*本文抜粋*:

────────

なぜなら、ジャガーンは正義とは自慰行為、あるいは暴力と考えているからだ。
・ワンピース
・水戸黄門
・ナルト
・ヒロアカ
・鬼滅の刃
あらゆるバトル作品は大小の差こそあれ、いずれも勧善懲悪の要素を含んでいる。
主人公は基本的に民衆の味方で、社会を乱す悪者や怪物に対して攻撃を行う。
「正義のための暴力なら、それは許される」というスタンスだ。
だが、ジャガーンからすれば、それは正義の皮を被ったオナニーでしかない。
ヒーローは暴力が好きだとは言わない。
敵を殺したいわけではない。
弱者を救うために戦っているのだと、大義名分を掲げる。
だが、本当にそうだろうか?
ジャガーンは言う。
正義は快楽を得るための行為だと。
正義の味方は、許される相手に暴力を振るって欲望を満たしているのだと。
原始の時代から、私達の祖先は外敵と戦ってきた。
ネアンデルタールと戦い、イノシシやクマと戦い、外国人と戦い、それらを悉く殺し尽くしてきた。
自集団を守り外敵を殺すのは、生存における最重要事項。
この上ない快楽としてインプットされてきたのだ。
「社会に悪と見なされた敵を攻撃する」
何万年もかけて培われた強力な本能が、現代人の中にも潜んでいる。
不倫した芸能人や転売屋、メダルを噛んだ市長をSNSで中傷する人々がその証拠だ。

────────

*課題 a*: ジャガーンと正義についての文章から、「ヒーローは暴力が好きだとは言わない。」を含む語句で始まり「不倫した芸能人や転売屋、メダルを噛んだ市長をSNSで中傷する人々がその証拠だ。」で終わる部分を、一字一句違えずに打ち直してください。

────────

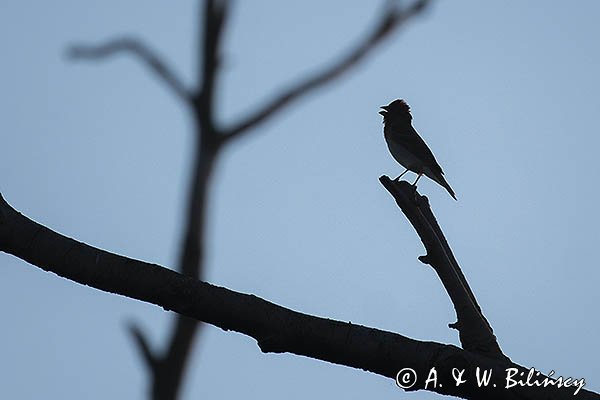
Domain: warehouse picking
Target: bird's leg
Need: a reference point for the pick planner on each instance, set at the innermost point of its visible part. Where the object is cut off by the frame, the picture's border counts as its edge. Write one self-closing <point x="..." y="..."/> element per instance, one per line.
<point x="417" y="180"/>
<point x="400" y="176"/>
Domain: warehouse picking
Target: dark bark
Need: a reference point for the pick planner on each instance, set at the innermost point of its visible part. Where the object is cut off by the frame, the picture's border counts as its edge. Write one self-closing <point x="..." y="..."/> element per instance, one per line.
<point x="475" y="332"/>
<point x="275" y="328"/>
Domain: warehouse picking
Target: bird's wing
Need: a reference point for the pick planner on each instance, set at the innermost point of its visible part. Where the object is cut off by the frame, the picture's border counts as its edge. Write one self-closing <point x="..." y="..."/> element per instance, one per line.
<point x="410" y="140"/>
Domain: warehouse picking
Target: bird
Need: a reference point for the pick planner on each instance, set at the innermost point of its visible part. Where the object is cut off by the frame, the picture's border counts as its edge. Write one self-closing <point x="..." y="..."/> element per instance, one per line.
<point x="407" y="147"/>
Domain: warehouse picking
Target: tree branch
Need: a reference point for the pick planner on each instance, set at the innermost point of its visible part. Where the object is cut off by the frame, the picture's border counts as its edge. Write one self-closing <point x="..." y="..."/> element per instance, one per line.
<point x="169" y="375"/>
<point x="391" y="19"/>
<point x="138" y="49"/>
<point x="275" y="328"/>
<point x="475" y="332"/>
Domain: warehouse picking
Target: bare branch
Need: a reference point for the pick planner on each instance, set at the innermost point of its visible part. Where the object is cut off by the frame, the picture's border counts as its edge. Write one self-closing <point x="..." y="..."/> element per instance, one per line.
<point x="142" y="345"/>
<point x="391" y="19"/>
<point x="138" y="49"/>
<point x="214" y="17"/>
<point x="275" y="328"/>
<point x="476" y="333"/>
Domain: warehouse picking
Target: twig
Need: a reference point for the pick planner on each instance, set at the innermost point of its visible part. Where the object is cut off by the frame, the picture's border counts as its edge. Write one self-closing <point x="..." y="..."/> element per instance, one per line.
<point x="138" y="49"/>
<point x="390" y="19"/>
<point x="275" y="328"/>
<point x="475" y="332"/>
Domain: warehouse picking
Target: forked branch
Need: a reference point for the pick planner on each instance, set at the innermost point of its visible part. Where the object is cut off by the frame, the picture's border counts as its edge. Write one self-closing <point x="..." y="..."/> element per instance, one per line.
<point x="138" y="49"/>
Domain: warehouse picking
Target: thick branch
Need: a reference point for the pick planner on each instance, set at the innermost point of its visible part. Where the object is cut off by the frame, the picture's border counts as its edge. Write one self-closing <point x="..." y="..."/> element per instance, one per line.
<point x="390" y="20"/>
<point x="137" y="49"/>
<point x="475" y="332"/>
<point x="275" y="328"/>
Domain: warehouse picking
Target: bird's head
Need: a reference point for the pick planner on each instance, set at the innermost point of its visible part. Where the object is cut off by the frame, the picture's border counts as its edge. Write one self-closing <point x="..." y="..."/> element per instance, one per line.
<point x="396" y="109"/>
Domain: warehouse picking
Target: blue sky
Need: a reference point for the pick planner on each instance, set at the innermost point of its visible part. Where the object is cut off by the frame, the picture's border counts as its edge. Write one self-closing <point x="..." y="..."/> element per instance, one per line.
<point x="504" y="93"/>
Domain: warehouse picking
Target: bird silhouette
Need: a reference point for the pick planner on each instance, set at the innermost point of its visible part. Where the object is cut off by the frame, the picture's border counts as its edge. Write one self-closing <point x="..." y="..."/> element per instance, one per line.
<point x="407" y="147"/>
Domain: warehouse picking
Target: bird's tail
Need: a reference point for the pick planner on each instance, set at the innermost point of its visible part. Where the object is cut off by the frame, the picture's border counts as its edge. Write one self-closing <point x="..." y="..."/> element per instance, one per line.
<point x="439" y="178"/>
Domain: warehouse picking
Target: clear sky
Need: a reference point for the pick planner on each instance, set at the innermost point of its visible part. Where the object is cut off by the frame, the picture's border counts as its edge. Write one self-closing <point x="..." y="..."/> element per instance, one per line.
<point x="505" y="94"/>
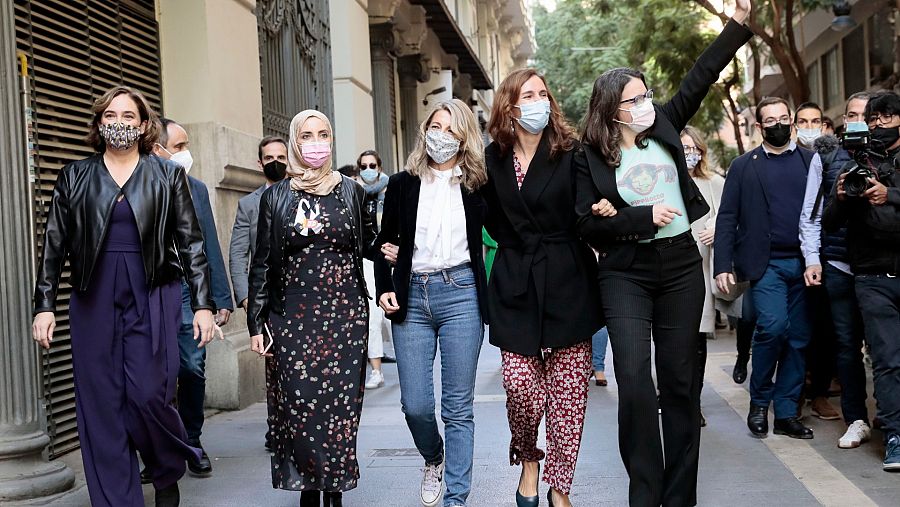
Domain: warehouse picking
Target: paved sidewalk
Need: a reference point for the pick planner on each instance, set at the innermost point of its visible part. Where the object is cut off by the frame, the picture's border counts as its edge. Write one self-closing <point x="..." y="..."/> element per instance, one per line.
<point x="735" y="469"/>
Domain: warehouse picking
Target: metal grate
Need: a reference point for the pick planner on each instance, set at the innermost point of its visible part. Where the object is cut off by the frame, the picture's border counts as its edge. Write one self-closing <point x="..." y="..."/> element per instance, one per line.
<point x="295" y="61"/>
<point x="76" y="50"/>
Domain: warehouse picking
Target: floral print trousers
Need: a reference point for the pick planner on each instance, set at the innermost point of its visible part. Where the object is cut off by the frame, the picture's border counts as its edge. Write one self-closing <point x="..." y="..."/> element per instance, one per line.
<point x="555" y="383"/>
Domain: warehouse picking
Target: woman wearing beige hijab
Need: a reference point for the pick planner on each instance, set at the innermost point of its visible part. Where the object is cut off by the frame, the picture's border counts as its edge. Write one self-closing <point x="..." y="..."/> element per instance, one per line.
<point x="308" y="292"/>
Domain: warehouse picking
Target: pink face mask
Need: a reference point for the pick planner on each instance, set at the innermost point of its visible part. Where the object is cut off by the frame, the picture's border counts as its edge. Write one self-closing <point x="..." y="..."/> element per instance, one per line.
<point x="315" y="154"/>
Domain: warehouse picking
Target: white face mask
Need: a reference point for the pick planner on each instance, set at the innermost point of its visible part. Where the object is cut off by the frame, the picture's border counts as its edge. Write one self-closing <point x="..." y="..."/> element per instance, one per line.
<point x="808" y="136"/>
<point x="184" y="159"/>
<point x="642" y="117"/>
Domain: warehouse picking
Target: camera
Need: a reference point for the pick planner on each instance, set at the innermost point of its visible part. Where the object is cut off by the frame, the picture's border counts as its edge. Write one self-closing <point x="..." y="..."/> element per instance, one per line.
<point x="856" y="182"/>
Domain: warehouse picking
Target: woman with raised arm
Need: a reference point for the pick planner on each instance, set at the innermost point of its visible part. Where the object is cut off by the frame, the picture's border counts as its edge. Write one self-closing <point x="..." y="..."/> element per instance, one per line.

────────

*課題 b*: レコードの中で「bird」という文字列を含む行の数を、数字だけで答えてください。大文字と小文字は区別します。

*解答 a*:
ヒーローは暴力が好きだとは言わない。
敵を殺したいわけではない。
弱者を救うために戦っているのだと、大義名分を掲げる。
だが、本当にそうだろうか?
ジャガーンは言う。
正義は快楽を得るための行為だと。
正義の味方は、許される相手に暴力を振るって欲望を満たしているのだと。
原始の時代から、私達の祖先は外敵と戦ってきた。
ネアンデルタールと戦い、イノシシやクマと戦い、外国人と戦い、それらを悉く殺し尽くしてきた。
自集団を守り外敵を殺すのは、生存における最重要事項。
この上ない快楽としてインプットされてきたのだ。
「社会に悪と見なされた敵を攻撃する」
何万年もかけて培われた強力な本能が、現代人の中にも潜んでいる。
不倫した芸能人や転売屋、メダルを噛んだ市長をSNSで中傷する人々がその証拠だ。

*解答 b*: 6